What you have to do –
Search the entries below for the word "leaf", then copy each line in which it is found.

● ● ● ● ● ● ●

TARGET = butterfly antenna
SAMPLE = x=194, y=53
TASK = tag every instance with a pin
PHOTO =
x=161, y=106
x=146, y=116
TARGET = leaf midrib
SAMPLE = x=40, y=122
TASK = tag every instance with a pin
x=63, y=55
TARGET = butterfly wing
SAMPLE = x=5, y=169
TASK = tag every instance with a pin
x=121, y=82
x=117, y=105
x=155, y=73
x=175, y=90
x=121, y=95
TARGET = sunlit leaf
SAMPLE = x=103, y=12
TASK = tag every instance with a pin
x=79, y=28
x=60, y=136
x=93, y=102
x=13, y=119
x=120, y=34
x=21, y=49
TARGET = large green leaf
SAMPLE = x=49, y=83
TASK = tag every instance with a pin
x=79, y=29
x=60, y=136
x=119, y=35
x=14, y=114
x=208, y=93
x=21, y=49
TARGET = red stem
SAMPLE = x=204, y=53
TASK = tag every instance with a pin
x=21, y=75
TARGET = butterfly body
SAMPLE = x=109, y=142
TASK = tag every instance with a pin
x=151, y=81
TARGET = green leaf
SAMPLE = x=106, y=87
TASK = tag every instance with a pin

● ● ● ● ● ● ●

Exercise solution –
TARGET = leaf midrib
TARGET = sunlit leaf
TARGET = large green leaf
TARGET = green leaf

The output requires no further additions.